Job 1 -
Answer these questions using the text on the Gaza truce terms:
(a) How long will the truce last?
(b) According to Palestinian sources, what share of its level a year ago would the volume of goods reach?
(c) Which parties would operate the Rafah crossing together?
Job 2 -
Pick up the text on the Gaza truce terms after its last sentence and continue it.

Text to read -
+--

The third stage would start also one week later and a meeting would be held to discuss the mechanisms for opening the Rafah border crossing, the only outlet to the outside world for the Palestinians in the Strip. Israel closed it two years ago following the capture of the Israeli soldier Gilad Shalit.
It was agreed to operate the Rafah crossing between Gaza Strip and Egypt under a partnership between Egypt, the European monitors, the Palestinian [National] Authority, and ‘Hamas,’ Al-Hayat said.
The following are believed to be the peace terms:
• Palestinians in the Gaza Strip and Israel’s armed forces will begin a period of ‘mutual and simultaneous calm,’ halting all hostilities and military activities against each other, starting at 6 a.m. yesterday, June 19.
• The truce will last 60 days and can be renewed.
• If the truce holds for three days, Israel will open two border crossings to a limited flow of commercial goods into and out of the Gaza Strip. Palestinian sources say the volume of goods would reach 30% of its level a year ago.
• Also, if the truce holds for three days, Israel and Hamas would start indirect negotiations through Egypt for the release of captured Israeli Cpl Gilad Shalit.

+--

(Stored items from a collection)
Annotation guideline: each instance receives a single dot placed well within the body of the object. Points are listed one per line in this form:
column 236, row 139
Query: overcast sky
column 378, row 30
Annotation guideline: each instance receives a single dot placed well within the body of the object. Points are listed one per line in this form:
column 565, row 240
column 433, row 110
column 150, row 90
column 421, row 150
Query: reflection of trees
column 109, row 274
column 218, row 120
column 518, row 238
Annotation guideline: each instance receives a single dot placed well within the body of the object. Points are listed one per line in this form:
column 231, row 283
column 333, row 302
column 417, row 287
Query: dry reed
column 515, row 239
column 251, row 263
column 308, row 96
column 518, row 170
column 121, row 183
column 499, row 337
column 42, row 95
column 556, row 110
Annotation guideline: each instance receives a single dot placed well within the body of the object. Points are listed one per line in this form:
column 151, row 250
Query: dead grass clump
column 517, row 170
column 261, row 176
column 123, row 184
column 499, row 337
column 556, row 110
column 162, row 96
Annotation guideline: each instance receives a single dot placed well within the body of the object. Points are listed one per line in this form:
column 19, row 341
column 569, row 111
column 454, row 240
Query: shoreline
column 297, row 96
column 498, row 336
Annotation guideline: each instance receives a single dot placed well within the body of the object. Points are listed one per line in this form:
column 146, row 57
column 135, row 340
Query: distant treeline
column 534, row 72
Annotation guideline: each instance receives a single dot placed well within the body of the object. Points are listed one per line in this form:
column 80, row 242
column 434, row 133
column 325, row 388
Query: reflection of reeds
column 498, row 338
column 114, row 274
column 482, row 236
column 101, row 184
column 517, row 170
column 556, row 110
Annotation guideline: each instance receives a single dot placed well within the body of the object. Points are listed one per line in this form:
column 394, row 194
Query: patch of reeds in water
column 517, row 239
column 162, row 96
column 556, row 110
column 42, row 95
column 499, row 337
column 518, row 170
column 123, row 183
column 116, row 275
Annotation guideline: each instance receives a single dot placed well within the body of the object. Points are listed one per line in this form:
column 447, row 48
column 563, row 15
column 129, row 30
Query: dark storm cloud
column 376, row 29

+--

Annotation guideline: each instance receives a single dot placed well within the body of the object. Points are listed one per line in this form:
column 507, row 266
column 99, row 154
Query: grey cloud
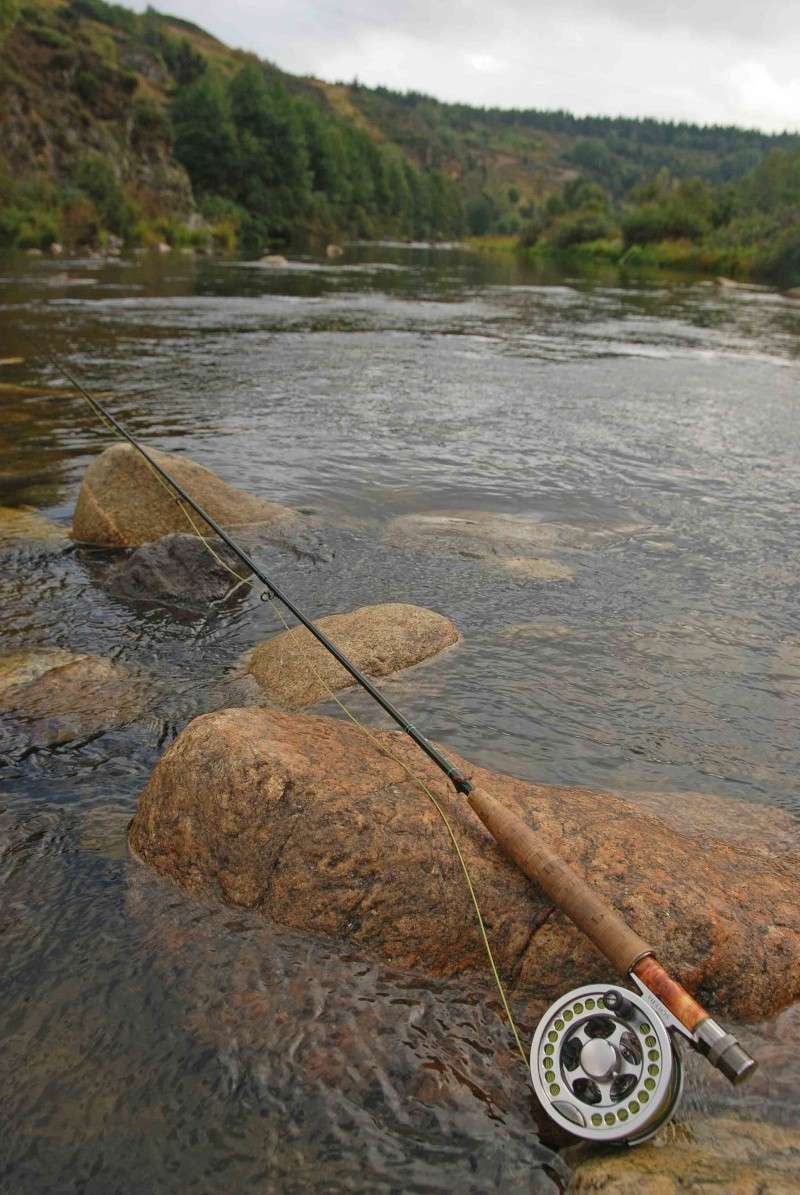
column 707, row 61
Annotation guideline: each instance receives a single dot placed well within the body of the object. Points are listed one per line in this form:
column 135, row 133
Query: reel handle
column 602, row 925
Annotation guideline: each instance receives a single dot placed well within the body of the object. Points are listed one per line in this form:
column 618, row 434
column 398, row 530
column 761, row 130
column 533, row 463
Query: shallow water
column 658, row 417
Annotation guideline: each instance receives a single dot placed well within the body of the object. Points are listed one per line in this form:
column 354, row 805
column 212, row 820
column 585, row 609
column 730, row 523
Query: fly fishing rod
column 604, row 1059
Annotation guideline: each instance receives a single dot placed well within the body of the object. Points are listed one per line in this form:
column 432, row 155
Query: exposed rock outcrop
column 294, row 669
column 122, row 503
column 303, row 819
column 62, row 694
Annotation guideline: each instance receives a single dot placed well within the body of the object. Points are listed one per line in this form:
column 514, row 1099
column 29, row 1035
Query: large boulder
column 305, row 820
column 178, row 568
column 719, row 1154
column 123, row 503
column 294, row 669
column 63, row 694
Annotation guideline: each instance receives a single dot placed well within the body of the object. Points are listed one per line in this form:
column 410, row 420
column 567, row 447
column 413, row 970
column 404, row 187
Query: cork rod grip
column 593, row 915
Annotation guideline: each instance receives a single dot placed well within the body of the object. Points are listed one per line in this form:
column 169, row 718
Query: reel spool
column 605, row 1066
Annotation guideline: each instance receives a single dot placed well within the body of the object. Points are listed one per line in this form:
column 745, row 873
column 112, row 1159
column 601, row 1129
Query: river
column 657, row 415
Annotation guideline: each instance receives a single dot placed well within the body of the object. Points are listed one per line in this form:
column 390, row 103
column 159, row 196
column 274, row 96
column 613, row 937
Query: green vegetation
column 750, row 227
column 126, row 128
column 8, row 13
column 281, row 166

+--

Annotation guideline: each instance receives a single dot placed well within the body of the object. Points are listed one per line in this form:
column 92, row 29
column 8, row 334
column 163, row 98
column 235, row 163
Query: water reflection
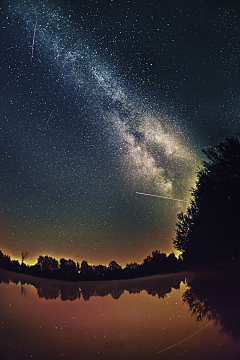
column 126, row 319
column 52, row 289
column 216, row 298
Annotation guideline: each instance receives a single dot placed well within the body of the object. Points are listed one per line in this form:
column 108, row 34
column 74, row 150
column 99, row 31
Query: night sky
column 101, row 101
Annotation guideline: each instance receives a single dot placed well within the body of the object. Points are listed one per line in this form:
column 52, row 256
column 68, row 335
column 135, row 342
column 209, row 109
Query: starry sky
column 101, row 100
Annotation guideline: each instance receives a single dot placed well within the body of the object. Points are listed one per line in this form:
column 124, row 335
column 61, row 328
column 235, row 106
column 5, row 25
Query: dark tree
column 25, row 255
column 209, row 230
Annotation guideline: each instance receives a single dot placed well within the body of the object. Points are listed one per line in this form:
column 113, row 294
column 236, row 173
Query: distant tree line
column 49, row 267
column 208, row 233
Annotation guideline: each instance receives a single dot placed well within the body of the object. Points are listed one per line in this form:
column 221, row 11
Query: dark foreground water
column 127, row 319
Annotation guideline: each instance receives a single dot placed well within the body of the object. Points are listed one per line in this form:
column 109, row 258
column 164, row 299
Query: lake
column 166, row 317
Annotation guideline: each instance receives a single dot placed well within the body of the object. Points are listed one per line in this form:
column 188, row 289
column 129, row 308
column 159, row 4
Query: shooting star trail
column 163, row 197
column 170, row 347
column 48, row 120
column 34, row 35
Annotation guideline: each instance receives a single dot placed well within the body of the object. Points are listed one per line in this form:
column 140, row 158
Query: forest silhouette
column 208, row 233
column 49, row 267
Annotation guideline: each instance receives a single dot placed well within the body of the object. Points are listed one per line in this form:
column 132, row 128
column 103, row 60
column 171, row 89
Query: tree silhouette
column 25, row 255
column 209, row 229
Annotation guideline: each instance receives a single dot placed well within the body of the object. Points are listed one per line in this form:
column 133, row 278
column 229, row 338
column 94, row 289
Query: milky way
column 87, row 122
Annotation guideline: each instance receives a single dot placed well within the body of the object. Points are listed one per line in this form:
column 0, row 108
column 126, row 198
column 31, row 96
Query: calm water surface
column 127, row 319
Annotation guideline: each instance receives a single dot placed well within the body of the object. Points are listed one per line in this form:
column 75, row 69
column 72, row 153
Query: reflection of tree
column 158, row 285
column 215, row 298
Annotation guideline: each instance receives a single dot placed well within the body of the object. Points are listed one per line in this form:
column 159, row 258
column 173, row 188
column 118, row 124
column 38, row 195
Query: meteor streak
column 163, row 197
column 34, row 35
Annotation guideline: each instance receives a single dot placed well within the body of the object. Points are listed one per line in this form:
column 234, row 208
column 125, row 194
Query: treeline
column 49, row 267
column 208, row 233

+--

Task output 1 -
(a) 60 days, and it can be renewed.
(b) 30%.
(c) Egypt, the European monitors, the Palestinian National Authority, and Hamas.

Task output 2 -
• If the truce holds for a week, there will be a further, gradual easing of restrictions on the flow of goods.
• If the truce holds for two weeks, Egypt will begin negotiations with Hamas, Israel, the West Bank-based Palestinian Authority and the European Union on terms for reopening the Rafah crossing to allow commercial goods and people to move between Egypt and Gaza.
• A reopening of the Rafah crossing will depend, among other things, on progress in the negotiations over the fate of Shalit.
However Israeli politicians and generals are still talking about preparing an offensive to smash Hamas in Gaza, as the only road to the kind of ‘peace’ that Israel requires.
They are saying that the ‘truce’ will protect Israel from rocket and other attacks whilst this offensive is being prepared.